I could think of only an approach to solve the problem, since the outcomes of below stuff depend on the nature of inter-relation between interests.

=>step:1 As your title says.Build an undirected weighted graph with interests as vertices and the weighted match between them as edges.

=>step:2 - cluster the interests. (Most complex)

Kmeans is a commonly used clustering algo, but works on based on K-Dimensional vector space.refer wiki to see how K-means works. it minimizes the sum of (sum of distance^2 for each point and say the center of the cluster) for all clusters. In your case, there are no dimensions available. so try if you can apply the minimizing logic applied there by creating some kind of rule, for distance between two vertices, higher match => lesser distance and vice versa (what are the different matching levels provided by wiki-miner?). chose the Mean of cluster as say the most connected vertex in the chosen set, page ranking sounds to be a good option for "figuring the most connected vertex ".

"Pair-counting F-Measure" sounds like it suit's your need (weighted graph), check for other options available.

(Note: keep modifying this step untill a right clustering algo is found and the right calibration for distance rule, no of clusters etc are found. )

=>Step:3 - Evaluate the clusters

from here on its like calibrating a couple things to fit your need. Examine the clusters, reevaluate : the number of clusters , inter-cluster distance, distance between vertices inside clusters, size of clusters, time\precision trade-off (compare final - match results without any clustring) goto: step-2 untill this evaluation is satisfactory.

=>step:4 - Examinie new inerest

iterate thru all clusters, calculate conectivity in each cluster, sort clusters based on high connectivity, for the top x% of sorted clusters sort and filter out the highly connected interests.
· · ·
(Required tasks):
1) From the post on clustering interests, reproduce the passage from "I could think" to "them as edges." word for word.
2) Carry on the post on clustering interests from the point where it stops.

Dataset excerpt
· · ·
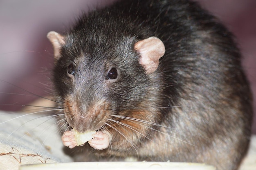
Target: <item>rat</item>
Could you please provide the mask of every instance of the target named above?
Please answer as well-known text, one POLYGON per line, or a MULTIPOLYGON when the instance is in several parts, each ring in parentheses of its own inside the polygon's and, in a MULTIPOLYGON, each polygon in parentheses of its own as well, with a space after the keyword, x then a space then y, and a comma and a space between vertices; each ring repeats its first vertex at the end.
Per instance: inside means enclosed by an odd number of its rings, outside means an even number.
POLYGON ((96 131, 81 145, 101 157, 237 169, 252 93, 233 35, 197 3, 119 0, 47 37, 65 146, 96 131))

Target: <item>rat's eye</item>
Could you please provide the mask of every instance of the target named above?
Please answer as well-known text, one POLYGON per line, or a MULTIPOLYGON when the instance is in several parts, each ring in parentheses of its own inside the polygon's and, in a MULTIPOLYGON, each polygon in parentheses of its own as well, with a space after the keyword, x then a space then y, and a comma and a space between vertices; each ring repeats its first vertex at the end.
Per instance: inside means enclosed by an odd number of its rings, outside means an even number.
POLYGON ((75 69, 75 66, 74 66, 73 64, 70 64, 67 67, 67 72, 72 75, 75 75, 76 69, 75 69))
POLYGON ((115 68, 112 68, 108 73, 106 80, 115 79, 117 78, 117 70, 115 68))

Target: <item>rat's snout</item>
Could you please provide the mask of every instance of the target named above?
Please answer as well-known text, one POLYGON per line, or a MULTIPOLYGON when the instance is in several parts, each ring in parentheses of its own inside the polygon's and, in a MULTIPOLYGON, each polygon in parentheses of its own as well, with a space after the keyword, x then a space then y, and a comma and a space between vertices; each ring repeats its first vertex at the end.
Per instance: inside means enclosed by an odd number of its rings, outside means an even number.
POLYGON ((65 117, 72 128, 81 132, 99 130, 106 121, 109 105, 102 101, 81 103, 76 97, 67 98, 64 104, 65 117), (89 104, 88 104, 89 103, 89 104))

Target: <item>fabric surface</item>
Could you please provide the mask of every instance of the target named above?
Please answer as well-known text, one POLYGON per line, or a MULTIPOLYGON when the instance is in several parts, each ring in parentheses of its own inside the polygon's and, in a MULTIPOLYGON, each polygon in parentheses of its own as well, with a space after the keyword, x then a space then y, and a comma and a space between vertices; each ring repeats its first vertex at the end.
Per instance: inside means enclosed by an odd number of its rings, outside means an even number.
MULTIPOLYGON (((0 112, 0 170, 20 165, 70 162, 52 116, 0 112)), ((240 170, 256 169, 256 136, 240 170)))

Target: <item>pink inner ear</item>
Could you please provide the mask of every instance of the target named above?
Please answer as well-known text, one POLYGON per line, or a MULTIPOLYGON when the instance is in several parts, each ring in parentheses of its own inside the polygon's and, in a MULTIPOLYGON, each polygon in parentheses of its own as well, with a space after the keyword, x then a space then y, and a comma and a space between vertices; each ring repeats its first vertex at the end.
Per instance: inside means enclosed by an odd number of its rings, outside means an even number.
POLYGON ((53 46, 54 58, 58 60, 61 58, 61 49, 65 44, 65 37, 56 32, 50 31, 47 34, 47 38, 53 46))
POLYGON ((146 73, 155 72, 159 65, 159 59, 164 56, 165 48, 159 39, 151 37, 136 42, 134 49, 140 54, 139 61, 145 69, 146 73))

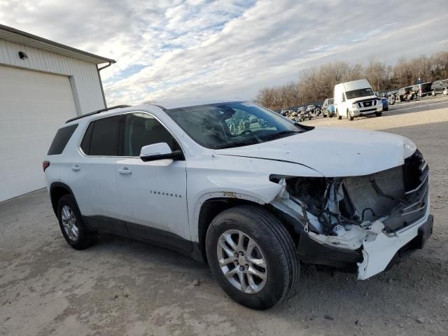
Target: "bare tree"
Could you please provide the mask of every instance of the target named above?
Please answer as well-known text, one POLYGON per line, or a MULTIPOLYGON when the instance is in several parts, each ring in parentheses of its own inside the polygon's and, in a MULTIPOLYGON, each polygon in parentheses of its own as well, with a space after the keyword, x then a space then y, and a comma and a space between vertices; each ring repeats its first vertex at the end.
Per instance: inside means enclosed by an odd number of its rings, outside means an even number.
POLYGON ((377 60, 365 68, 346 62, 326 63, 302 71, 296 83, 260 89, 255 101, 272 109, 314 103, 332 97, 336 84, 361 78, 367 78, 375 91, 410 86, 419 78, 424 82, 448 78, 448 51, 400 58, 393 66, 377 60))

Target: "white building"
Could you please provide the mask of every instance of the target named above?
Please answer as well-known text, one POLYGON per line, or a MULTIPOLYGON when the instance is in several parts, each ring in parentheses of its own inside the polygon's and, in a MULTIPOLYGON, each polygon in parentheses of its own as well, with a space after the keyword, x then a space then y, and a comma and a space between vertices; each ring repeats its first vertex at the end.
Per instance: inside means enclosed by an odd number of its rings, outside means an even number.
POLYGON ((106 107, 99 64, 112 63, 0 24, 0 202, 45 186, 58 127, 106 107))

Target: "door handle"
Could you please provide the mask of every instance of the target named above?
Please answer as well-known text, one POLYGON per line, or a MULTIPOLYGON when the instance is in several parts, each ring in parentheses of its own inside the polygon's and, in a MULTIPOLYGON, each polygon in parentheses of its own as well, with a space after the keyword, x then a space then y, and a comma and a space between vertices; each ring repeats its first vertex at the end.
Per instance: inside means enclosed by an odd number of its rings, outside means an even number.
· · ·
(The answers):
1)
I could think of only an approach to solve the problem, since the outcomes of below stuff depend on the nature of inter-relation between interests.

=>step:1 As your title says.Build an undirected weighted graph with interests as vertices and the weighted match between them as edges.

2)
=>step:5 - Match User

reverse look up set of all users using the interests obtained out of step-4, compare all interests for both users, generate a score.

=>step:6 - Apart form the above you can distribute the load (multiple machines can be used for clusters machine-n clusters) to multiple systems\processors, based on the traffic and stuff.

what is the application for this problem, whats the expected traffic?


Another solution to find the connectivity between the new interest and "set of interests in Cluster" C. Wiki-Miner runs on a set of wiki documents, let me call it the UNIVERSE.

1:for each cluster fetch and maintain(index, lucene might be handy) the "set of high relevent docs"(I am calling it HRDC) out of the UNIVERSE. so you have 'N' HRDC's if you got 'N' clusters.

2:when a new interest comes find "Conectivity with Cluster" = "Hit ratio of interest in HRDC/Hit ratio of interest in UNIVERSE" for each HRDC.

3:Sort "Conectivity with Cluster"'s and choose the Highly connected clusters.

4:Either compare all the vertices in the cluster with the new interest or the highly connected vertices (using Page Ranking), depending on the time\Precision trade off , that suits you.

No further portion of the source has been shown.